Pick out and copy every line in the items below that contains the word "head". Case counts.

--- begin Records supplied ---

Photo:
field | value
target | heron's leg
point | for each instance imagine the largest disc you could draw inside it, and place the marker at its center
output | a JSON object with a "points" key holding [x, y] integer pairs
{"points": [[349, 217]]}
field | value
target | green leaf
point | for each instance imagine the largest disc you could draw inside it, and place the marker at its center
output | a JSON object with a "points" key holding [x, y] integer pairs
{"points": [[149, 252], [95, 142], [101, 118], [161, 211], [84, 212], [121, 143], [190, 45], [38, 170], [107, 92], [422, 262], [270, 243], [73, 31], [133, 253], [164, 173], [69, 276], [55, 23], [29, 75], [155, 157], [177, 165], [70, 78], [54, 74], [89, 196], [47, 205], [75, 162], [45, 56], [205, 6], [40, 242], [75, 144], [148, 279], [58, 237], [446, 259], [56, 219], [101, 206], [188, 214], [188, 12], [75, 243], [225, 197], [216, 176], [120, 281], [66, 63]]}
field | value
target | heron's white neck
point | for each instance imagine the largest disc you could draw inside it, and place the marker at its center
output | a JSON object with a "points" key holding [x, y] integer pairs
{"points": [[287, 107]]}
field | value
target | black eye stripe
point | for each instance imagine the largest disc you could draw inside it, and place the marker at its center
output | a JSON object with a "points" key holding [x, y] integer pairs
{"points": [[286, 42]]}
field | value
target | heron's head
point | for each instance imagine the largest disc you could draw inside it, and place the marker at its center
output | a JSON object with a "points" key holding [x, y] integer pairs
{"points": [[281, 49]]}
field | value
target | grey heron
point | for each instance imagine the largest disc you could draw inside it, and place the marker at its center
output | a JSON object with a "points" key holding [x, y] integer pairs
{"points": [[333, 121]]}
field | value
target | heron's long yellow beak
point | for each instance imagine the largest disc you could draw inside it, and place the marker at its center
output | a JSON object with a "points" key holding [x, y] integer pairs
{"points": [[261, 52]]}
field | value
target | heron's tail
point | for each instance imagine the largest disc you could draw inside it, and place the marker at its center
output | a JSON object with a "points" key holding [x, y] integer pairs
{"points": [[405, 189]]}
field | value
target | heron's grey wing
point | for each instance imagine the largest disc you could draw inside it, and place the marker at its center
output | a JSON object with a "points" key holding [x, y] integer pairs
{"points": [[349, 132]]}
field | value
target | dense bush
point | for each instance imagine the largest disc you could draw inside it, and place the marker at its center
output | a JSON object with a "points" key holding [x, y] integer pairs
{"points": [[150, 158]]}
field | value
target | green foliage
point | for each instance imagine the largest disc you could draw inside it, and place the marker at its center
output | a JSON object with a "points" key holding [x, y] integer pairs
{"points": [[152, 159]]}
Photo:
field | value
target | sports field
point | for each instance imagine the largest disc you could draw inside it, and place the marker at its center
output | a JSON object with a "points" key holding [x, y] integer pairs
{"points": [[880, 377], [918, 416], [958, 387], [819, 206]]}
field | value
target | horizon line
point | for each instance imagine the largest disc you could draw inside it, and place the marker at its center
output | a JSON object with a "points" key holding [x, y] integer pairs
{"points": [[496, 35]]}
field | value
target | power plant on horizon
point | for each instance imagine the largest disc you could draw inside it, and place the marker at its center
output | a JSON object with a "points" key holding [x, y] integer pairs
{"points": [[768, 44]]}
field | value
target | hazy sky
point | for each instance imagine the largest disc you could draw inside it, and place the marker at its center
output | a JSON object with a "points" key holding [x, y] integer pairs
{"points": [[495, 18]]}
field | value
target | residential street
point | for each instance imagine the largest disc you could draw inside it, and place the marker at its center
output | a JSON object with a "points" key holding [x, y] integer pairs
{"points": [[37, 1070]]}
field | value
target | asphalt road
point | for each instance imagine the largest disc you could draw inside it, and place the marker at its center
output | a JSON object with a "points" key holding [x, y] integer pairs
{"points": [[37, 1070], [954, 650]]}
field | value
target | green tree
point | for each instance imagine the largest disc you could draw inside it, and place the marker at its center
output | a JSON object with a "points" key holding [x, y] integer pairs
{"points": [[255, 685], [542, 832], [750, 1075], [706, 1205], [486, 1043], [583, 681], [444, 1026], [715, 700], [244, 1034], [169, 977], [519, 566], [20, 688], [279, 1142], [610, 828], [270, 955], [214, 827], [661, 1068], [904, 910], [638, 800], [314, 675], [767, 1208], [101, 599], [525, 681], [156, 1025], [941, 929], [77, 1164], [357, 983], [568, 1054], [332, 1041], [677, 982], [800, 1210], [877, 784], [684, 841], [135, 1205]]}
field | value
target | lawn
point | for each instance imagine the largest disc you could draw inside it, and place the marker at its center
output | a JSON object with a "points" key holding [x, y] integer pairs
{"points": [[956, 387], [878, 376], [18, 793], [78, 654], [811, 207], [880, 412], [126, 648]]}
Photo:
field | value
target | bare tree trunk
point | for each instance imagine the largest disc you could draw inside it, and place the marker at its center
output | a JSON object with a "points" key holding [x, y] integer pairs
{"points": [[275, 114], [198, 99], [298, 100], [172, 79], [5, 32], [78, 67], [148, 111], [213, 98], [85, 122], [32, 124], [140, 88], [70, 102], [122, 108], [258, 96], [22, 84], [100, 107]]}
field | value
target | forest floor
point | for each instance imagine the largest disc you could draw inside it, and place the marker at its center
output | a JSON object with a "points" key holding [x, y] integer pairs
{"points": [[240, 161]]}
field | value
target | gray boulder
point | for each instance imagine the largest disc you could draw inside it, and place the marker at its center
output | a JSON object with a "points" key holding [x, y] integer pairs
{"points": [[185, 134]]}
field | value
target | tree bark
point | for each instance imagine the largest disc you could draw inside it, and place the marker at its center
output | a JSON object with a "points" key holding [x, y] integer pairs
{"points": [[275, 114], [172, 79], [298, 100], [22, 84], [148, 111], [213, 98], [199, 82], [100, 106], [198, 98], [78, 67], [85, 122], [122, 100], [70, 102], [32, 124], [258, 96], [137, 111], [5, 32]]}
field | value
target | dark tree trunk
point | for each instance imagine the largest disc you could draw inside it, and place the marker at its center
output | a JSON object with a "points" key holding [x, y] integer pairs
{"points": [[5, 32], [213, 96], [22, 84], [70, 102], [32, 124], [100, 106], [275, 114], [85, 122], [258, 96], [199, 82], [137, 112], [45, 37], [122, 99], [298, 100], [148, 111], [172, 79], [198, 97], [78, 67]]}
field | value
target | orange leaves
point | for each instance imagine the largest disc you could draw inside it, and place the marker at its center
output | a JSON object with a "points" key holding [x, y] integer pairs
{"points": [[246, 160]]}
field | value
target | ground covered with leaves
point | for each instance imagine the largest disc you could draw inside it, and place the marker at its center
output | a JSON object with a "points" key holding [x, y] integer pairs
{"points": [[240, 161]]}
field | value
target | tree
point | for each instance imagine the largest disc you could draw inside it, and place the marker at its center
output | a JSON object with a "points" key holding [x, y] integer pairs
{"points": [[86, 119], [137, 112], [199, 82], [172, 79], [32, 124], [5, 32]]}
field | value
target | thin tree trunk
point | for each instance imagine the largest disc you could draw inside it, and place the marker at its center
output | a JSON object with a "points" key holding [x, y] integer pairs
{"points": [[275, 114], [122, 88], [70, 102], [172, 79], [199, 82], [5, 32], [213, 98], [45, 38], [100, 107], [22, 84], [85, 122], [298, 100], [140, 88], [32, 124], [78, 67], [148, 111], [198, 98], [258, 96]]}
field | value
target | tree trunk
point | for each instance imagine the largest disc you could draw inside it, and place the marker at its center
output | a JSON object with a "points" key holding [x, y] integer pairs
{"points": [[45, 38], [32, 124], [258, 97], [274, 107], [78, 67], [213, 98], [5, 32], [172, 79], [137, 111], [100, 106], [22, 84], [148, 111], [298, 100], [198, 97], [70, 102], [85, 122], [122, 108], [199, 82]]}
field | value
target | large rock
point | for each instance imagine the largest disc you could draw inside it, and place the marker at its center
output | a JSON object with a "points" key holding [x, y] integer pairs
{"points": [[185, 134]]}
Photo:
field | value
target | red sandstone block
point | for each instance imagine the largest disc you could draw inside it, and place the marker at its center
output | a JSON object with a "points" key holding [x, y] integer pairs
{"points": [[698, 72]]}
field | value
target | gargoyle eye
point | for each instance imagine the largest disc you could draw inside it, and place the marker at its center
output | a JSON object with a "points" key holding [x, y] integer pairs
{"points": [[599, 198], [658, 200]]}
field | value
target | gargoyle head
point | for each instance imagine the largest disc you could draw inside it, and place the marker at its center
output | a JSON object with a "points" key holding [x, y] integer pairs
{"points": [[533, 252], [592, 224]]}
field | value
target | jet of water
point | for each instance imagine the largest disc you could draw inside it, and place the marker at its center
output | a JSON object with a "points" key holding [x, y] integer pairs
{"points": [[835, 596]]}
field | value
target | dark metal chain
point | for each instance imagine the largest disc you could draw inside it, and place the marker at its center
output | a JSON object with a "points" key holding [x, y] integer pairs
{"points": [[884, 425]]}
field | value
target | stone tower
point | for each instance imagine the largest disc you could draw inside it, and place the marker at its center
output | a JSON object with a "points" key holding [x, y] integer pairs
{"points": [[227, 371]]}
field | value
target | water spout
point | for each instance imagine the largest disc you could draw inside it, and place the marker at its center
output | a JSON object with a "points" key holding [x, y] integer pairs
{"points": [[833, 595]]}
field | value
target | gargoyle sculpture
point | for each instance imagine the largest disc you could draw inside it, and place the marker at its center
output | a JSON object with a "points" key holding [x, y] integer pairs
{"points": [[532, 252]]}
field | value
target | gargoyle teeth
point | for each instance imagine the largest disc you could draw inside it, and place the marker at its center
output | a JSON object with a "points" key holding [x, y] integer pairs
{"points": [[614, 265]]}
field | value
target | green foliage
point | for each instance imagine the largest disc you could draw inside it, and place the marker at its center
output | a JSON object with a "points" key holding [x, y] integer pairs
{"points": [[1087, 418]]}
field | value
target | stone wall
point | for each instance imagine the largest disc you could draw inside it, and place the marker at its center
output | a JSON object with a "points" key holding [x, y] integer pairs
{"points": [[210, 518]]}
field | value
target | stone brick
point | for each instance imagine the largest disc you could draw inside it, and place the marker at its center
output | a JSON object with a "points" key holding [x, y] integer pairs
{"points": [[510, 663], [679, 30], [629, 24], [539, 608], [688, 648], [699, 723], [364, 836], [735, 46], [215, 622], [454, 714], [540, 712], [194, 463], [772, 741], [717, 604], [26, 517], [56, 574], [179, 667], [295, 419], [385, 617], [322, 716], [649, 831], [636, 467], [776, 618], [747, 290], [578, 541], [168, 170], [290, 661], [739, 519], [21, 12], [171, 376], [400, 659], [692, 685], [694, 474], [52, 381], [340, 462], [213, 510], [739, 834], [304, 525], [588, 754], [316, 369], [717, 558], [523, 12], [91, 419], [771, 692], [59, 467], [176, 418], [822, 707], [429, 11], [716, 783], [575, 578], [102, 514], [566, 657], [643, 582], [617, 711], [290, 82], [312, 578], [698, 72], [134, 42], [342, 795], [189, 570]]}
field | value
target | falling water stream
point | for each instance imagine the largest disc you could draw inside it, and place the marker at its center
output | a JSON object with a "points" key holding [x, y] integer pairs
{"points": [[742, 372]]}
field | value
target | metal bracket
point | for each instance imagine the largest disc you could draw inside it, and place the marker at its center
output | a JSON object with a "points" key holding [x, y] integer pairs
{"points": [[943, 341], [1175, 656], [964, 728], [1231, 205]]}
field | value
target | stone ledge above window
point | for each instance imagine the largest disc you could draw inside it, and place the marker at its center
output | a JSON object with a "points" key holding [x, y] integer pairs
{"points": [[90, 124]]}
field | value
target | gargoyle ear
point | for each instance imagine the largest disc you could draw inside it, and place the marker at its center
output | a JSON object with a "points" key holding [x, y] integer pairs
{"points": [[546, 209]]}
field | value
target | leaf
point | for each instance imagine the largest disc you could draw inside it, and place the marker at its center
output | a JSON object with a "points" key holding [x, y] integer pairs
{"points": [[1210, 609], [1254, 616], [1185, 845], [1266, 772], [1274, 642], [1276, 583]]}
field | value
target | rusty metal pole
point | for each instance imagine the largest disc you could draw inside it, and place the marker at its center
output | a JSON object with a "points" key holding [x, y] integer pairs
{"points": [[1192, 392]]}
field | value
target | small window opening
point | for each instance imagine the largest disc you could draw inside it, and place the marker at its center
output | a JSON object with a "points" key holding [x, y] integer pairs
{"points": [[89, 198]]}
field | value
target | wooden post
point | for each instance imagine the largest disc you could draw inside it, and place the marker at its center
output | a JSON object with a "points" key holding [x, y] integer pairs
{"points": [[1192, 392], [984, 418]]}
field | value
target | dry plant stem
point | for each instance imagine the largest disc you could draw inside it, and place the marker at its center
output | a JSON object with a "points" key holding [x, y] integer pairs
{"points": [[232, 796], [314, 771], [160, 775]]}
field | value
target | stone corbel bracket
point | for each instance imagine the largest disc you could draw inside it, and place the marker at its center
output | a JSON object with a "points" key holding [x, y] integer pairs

--- end Records supplied ---

§ Final result:
target | heron's head
target | gargoyle head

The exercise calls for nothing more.